* DATA
_____

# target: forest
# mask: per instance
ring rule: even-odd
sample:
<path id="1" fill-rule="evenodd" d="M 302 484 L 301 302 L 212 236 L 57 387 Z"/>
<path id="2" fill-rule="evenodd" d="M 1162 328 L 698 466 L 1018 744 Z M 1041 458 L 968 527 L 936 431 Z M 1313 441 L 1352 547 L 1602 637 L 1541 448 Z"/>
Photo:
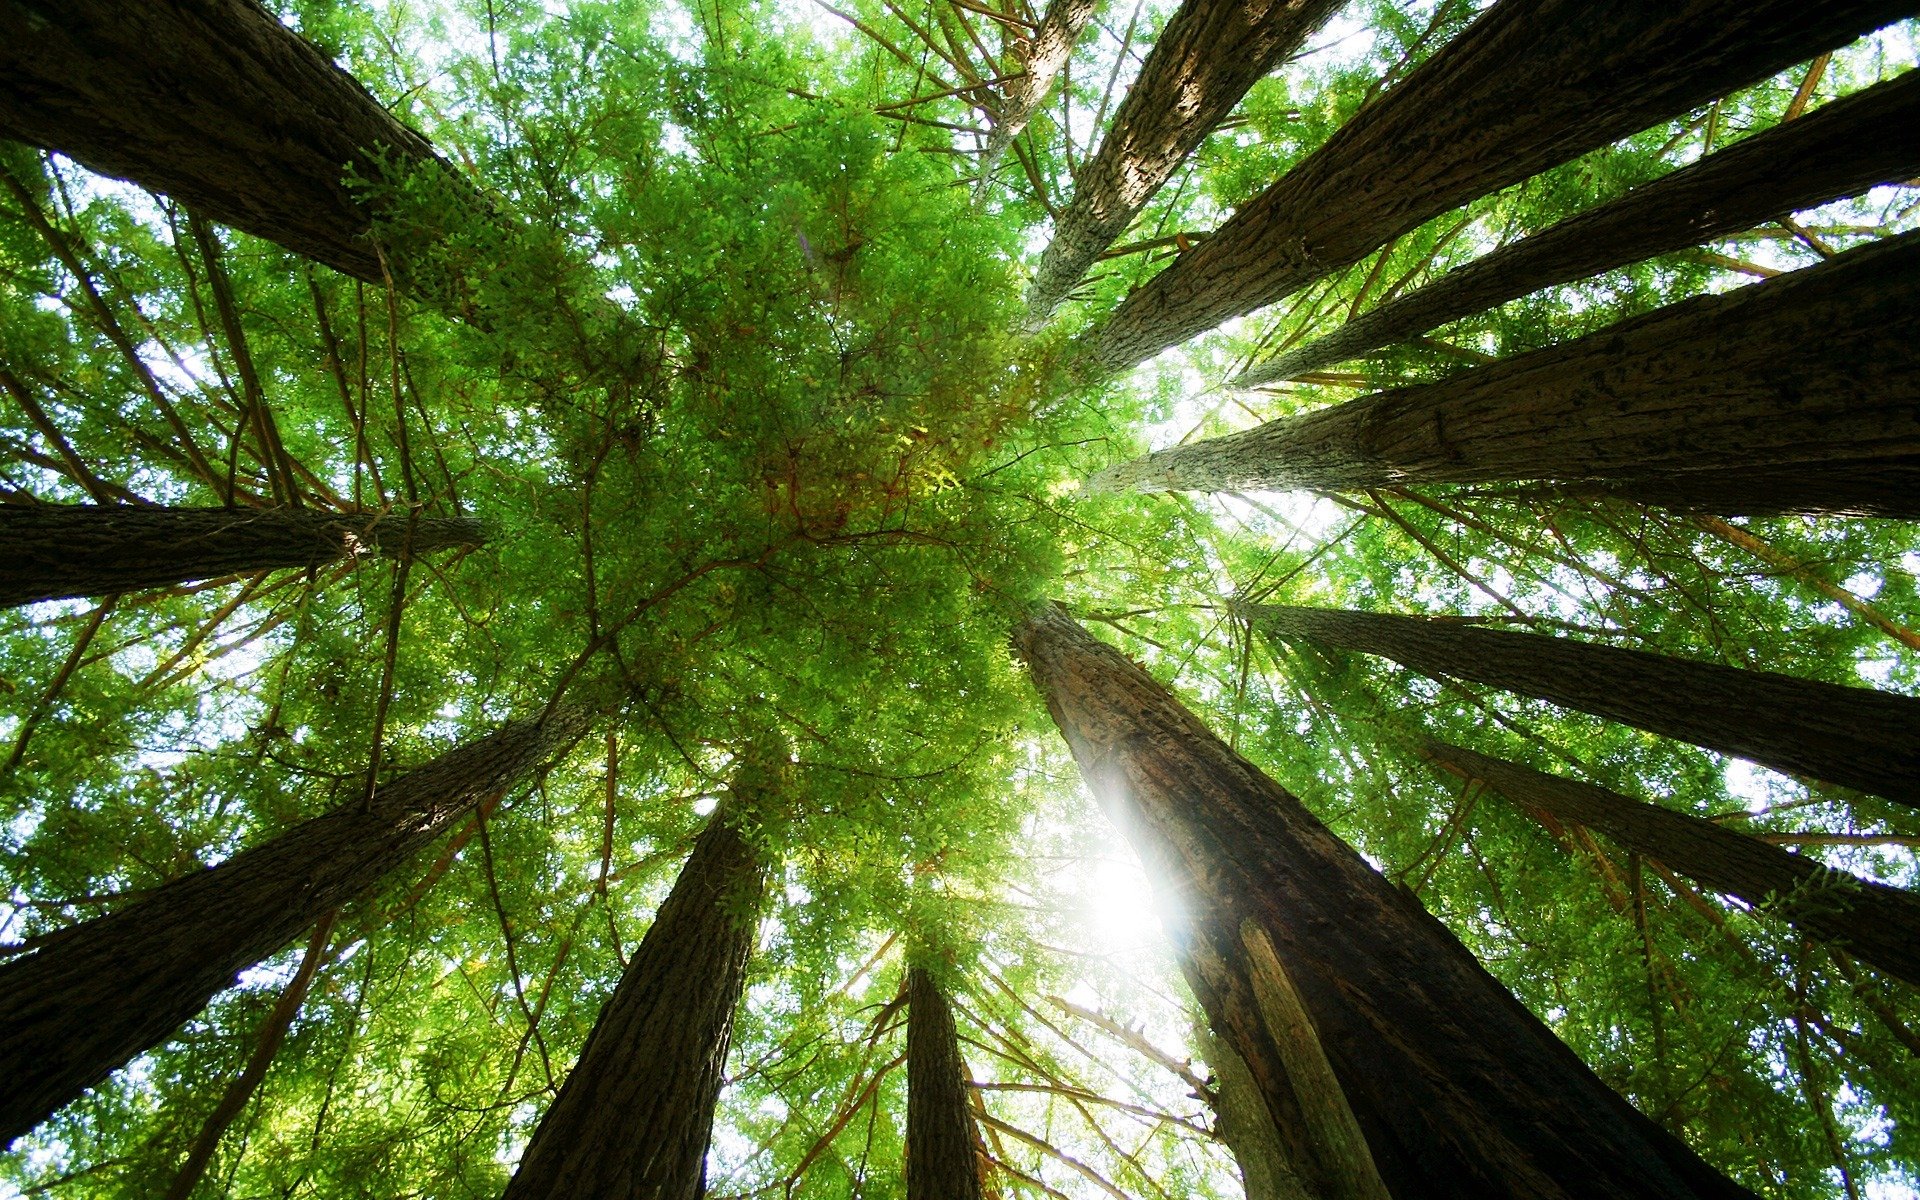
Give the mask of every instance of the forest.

_____

* EXERCISE DETAILS
Set down word for word, from the line that contains "ring rule: even-odd" to the end of the listing above, every line and no picture.

* RESPONSE TO THE TASK
ring rule: even-odd
sample:
<path id="1" fill-rule="evenodd" d="M 302 484 L 301 302 L 212 236 L 57 387 Z"/>
<path id="2" fill-rule="evenodd" d="M 1162 328 L 698 466 L 1018 744 Z M 1041 458 L 968 527 L 936 431 Z M 1313 441 L 1352 547 L 1602 637 L 1541 448 Z"/>
Photo:
Give the mask of every instance of the forest.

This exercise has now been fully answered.